--- Entries ---

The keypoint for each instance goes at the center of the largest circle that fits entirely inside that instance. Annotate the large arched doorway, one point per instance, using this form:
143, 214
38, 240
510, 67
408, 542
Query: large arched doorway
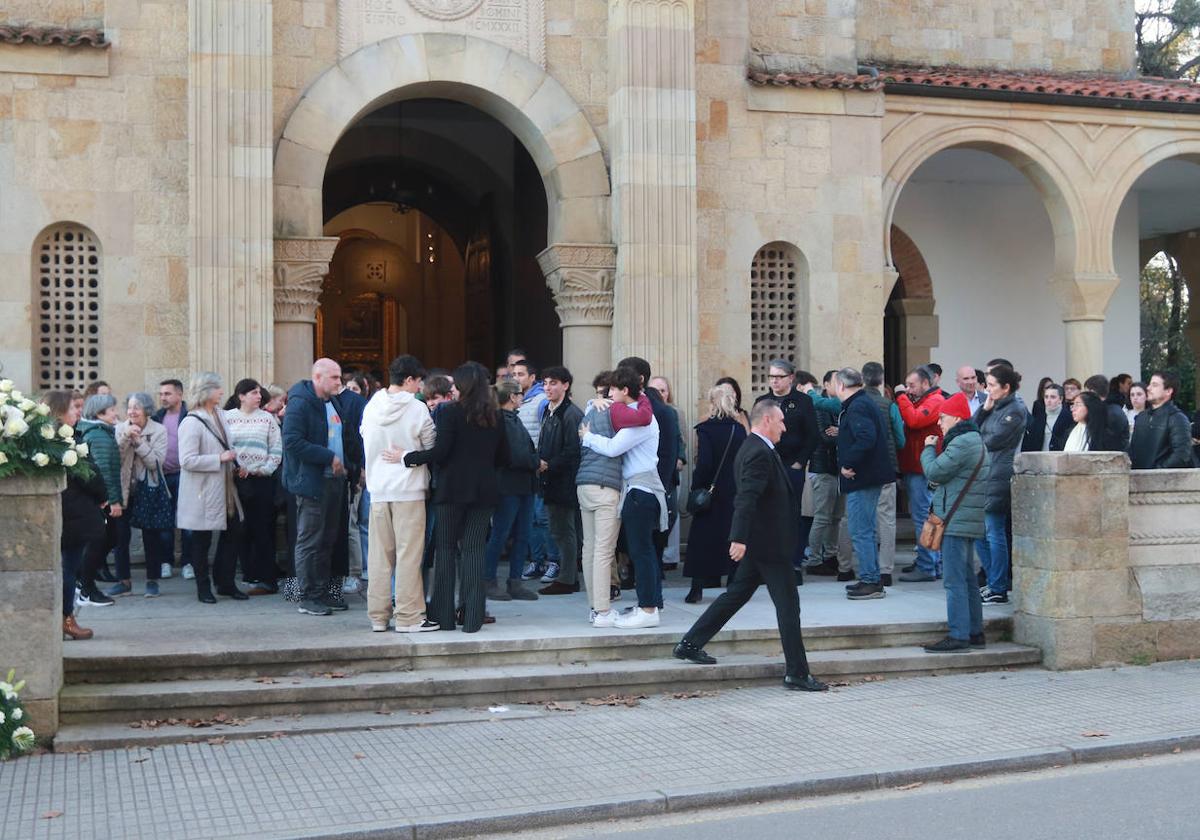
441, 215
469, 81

---
--- Entries ---

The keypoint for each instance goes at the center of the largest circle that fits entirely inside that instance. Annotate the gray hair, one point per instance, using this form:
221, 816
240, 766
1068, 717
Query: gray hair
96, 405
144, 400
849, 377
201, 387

---

__Task instructions__
Collect every line above that contains the string "Query", copying each one in full. Case counts.

__Full response__
Query: large arched doorway
Query: gray hair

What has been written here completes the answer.